PHOENIX — A provision in a court ruling this week on bars and alcohol sales could end up curtailing business at some restaurants, which could then lead them to close.
In her decision Tuesday, Maricopa County Superior Court Judge Pamela Gates upheld Gov. Doug Ducey’s actions in keeping bars closed while allowing restaurants to remain open and serve alcohol. She said those actions were within Ducey’s broad authority to protect public health.
But Gates did not look so kindly on the governor telling the state Department of Liquor Licenses and Control to look the other way when restaurants sell beer, wine and liquor out the front door, which Ducey did to help the financially struggling businesses.
The judge said that directive hardly fits within the actions Ducey is permitted to take in emergencies. His decision to suspend enforcement of a liquor law “impermissibly stretches” the governor’s power, she said.
Any resulting move by Ducey to rescind that part of his order would get opposition from the Arizona Restaurant Association.
“We are reviewing the ruling,” said Ducey press aide Patrick Ptak.
He said the directive was and is justified, calling it one of the “tough decisions” Ducey has had to make. “This has been a way for many establishments to maintain their operations while continuing to prioritize public health,” Ptak said.

▶ **EXERCISE**:
In the article on the court ruling about bars and alcohol sales:
(a) What court is Judge Pamela Gates on?
(b) What words did the judge use for how suspending enforcement of a liquor law affects the governor's power?
(c) What position does Patrick Ptak hold?

▶ **AVAILABLE DATA**:
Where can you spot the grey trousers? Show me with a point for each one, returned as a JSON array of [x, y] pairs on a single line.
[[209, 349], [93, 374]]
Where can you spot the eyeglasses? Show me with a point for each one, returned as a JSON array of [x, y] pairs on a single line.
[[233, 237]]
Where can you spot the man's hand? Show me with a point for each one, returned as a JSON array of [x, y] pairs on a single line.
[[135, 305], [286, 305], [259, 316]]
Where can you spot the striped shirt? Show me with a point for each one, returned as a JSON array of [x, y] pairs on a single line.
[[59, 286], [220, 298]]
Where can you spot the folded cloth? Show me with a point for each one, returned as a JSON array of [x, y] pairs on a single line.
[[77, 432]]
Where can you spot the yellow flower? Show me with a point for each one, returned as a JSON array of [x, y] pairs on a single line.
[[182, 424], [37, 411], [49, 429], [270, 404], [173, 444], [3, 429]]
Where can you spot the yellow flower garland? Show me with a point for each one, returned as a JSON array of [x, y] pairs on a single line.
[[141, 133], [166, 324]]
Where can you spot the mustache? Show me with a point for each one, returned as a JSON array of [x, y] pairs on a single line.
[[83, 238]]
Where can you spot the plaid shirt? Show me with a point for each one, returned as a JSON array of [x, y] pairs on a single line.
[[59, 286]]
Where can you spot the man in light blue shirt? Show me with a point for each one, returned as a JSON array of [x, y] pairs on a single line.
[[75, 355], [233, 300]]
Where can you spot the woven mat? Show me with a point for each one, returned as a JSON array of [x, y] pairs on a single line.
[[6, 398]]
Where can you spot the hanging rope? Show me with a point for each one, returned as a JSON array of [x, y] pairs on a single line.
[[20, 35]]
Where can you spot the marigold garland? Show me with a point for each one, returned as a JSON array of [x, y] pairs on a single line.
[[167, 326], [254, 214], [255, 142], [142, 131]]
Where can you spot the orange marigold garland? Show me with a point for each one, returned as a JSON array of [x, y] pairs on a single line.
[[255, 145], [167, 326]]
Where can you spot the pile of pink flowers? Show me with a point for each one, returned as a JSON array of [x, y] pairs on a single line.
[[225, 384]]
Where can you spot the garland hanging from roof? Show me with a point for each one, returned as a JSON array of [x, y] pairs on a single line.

▶ **RESPONSE BOX**:
(a) Maricopa County Superior Court
(b) "impermissibly stretches"
(c) He is a press aide to Ducey.